▶ Direction A
Answer these questions on the OCaml library ecosystem text, one per line:
(i) What does the text say irmin is?
(ii) Which group is named as the author of js_of_ocaml?
(iii) Which languages does the text list for interaction through Opam libraries?

▶ Text segment
** Start **

This is a sincere question and would love to find good excuses to adopt OCaml as my primary language of choice.

1 comments

>I have not heard positive things about the library eco-system

OCaml has quite a neat ecosystem, though. Especially in terms of quality. There are a few major and a bulk of minor groups that write libraries for different purposes, such as:

* MirageOS -- people behind a bunch of a high quality system libraries, there are tls (in pure ocaml) and various cryptography primitives, filesystem drivers, tar, zlib, full tcpip stack, http server, git (in pure ocaml, not a mere binding), irmin (a git-based key-store database with concurrent access), dns and some other [1].

* Ocsigen -- webdevs, authors of Lwt (monadic concurrency library), js_of_ocaml (ocaml to js compiler) and related stuff [2]

* Jane Street, Facebook, blumberg -- reason syntax, bucklescript (alternative npm-ecosystem-frienly javascript compiler), various libraries for serialization, containers etc.

* Others

Opam [3] has quite a comprehensive set of libraries pretty for every purpose: data serialization, interaction with other langs (python, R, beam Erlang/Elixir), servers, db bindings, stuff for system or web programming. Some stuff is absent, but it's definitely not a scorched field, and most of the time the benefits worth writing an absent binding or two.

** End **

▶ Supplied material
** Start **

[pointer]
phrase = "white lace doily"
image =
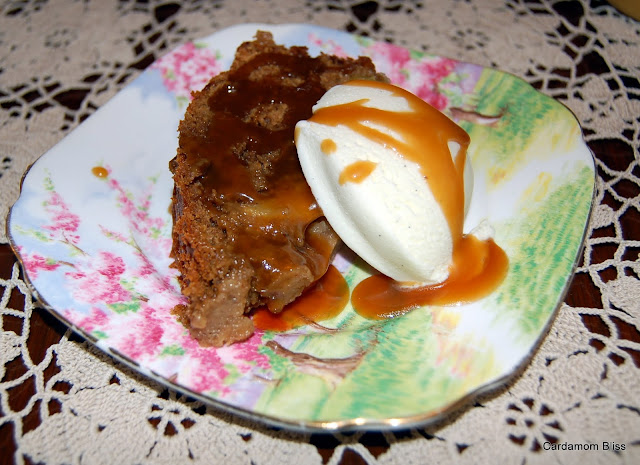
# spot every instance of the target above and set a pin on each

** End **
** Start **

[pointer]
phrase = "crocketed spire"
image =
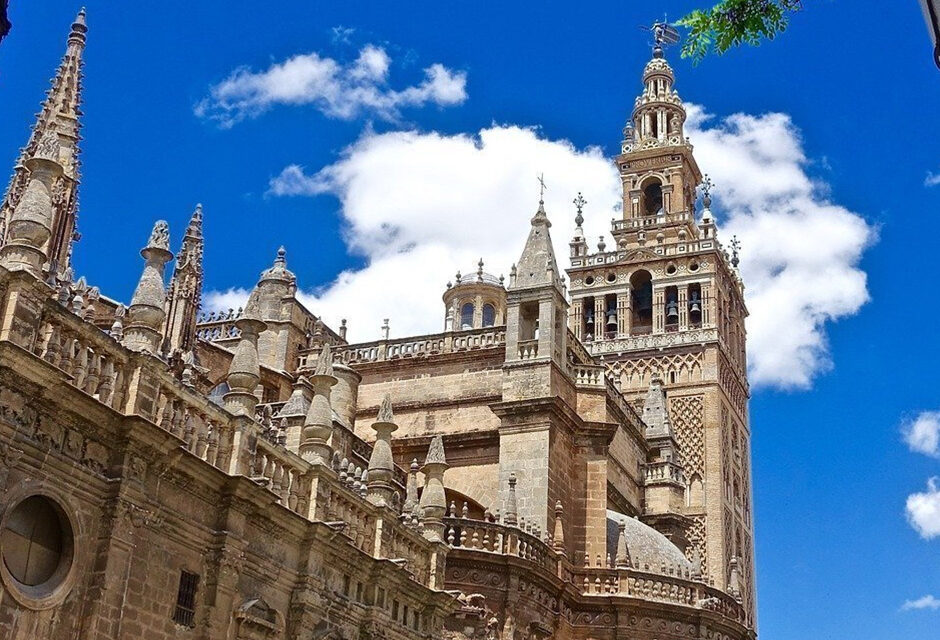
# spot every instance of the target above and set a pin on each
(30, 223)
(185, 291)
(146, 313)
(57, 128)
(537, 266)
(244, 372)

** End **
** Start **

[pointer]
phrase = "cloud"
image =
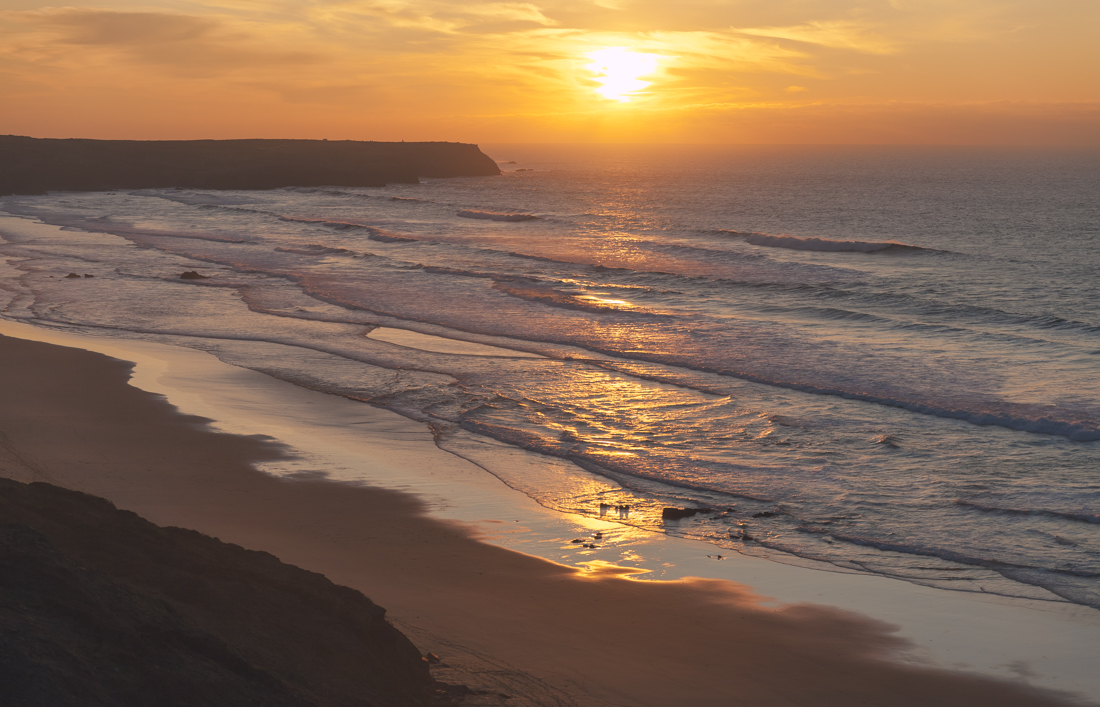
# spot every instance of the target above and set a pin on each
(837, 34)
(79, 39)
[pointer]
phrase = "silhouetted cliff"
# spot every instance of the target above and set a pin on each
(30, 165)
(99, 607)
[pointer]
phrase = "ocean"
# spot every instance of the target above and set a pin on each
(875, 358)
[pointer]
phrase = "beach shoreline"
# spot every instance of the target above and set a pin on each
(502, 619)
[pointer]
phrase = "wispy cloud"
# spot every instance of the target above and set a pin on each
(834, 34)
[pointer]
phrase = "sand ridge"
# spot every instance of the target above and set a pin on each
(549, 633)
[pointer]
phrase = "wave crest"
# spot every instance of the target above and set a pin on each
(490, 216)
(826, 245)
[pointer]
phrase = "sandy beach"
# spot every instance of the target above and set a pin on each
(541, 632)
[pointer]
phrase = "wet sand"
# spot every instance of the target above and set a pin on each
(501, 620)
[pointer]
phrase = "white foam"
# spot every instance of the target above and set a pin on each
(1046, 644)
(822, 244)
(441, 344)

** End **

▶ Direction B
Report only the number of lines in the records that contain the string "beach". Letter case matters.

▶ Final result A
(i) A git-based key-store database with concurrent access.
(ii) Ocsigen.
(iii) Python, R, and beam Erlang/Elixir.

▶ Final result B
2